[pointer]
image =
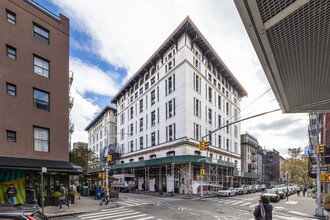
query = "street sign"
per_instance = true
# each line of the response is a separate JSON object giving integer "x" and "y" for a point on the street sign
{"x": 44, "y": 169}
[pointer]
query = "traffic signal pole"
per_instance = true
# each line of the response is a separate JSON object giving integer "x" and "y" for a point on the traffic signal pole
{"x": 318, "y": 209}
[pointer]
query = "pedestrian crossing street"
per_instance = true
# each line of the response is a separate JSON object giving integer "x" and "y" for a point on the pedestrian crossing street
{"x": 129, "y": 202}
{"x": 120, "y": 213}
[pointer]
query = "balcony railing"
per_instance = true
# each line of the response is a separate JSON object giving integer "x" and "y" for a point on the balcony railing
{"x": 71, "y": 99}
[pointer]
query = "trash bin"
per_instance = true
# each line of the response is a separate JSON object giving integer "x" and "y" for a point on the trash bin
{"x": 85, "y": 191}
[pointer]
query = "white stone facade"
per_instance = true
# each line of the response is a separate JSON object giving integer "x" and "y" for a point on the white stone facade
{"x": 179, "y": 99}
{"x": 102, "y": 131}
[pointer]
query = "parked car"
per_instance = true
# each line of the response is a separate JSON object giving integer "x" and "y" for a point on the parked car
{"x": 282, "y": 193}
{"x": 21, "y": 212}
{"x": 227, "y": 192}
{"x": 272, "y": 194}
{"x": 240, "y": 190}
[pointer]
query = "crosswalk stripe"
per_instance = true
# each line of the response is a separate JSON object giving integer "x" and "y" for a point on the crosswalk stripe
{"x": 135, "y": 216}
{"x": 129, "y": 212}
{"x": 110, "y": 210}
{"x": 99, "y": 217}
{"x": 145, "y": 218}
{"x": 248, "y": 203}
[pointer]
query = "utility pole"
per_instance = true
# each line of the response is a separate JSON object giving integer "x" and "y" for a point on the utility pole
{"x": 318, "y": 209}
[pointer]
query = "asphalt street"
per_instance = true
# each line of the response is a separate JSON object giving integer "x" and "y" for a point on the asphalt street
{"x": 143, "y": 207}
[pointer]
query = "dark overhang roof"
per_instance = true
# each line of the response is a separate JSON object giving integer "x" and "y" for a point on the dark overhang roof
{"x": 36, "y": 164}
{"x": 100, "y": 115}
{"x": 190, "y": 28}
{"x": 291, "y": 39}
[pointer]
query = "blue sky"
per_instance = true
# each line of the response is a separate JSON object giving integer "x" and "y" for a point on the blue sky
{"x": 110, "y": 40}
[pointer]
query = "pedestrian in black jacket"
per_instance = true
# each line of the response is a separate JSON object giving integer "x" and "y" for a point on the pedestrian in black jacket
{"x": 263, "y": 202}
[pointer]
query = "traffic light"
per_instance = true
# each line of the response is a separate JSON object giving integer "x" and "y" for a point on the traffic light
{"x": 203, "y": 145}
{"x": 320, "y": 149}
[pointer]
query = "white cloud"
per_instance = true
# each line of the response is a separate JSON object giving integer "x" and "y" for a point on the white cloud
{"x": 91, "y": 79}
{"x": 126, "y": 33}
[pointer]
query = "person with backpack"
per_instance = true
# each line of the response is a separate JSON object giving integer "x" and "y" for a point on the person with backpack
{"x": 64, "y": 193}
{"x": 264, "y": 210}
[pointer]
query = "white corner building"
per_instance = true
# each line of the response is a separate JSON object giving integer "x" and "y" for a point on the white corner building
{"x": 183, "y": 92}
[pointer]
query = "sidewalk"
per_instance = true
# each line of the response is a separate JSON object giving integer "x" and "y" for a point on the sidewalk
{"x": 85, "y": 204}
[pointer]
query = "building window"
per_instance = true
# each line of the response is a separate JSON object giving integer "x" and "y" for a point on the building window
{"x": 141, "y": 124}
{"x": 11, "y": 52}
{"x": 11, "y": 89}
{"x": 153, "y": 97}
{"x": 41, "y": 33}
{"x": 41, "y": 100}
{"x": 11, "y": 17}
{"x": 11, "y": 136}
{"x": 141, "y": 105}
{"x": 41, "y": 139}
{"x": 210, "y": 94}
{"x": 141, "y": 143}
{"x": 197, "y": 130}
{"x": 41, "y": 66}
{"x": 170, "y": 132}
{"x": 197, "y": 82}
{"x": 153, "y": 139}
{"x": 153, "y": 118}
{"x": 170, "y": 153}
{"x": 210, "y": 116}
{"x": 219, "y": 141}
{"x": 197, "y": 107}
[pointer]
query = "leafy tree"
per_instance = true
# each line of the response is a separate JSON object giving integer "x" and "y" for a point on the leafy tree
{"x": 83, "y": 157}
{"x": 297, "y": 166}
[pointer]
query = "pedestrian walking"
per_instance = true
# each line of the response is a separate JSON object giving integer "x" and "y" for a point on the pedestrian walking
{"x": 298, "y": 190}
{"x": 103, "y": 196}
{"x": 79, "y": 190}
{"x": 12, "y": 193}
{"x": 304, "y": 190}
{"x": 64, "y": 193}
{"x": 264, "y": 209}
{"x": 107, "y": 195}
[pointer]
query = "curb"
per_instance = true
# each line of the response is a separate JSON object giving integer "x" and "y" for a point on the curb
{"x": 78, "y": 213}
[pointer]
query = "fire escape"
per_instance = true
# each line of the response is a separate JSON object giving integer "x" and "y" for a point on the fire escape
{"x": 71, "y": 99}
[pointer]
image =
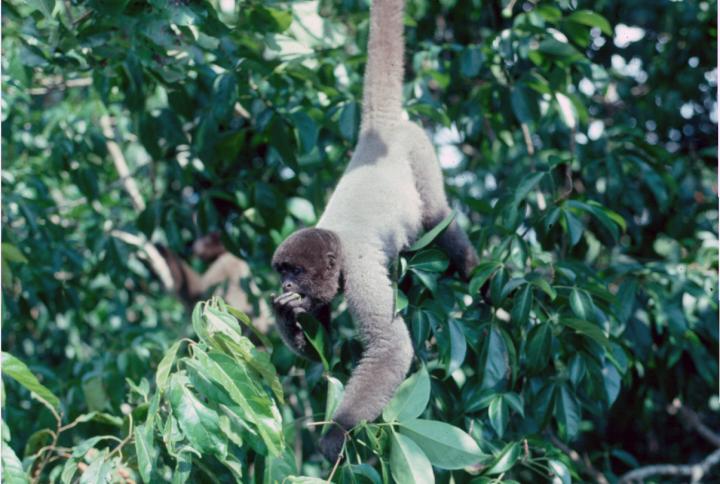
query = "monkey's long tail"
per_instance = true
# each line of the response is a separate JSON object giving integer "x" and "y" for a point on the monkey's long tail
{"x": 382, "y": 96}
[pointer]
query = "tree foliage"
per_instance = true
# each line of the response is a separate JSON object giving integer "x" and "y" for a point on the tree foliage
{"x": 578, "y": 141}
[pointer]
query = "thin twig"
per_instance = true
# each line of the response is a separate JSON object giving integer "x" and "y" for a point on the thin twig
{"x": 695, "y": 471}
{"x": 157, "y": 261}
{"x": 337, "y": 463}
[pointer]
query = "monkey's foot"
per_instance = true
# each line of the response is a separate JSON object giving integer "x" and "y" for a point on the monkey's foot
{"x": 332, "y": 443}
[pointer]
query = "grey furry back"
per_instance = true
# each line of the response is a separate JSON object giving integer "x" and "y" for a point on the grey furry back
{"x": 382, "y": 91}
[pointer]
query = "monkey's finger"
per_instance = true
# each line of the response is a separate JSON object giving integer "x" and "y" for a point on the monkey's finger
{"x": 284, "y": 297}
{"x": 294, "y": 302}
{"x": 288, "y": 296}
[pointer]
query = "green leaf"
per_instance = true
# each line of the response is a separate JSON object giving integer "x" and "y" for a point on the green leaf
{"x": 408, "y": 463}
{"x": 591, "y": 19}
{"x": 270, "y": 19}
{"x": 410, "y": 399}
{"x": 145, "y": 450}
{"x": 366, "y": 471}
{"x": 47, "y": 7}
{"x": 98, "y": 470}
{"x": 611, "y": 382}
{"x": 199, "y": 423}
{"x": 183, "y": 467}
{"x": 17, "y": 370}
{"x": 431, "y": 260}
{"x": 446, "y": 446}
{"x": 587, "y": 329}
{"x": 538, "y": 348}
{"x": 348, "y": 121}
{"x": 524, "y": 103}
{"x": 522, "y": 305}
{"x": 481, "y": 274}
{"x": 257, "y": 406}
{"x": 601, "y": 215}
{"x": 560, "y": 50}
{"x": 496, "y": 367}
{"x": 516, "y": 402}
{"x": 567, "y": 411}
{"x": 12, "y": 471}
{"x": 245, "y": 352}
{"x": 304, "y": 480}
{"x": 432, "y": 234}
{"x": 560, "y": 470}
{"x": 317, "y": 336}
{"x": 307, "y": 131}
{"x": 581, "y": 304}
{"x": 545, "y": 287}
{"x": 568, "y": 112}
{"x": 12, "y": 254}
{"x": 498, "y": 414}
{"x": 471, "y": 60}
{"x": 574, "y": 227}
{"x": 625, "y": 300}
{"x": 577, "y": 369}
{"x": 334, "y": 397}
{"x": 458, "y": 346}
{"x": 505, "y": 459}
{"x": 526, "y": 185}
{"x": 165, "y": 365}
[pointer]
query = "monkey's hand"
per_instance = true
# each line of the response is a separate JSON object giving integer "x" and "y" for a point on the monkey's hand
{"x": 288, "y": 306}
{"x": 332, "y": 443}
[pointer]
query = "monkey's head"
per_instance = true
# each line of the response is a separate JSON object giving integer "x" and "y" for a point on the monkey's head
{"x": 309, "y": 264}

·····

Problem requirements ->
State how many lines of the records contain the word "light".

Result ->
2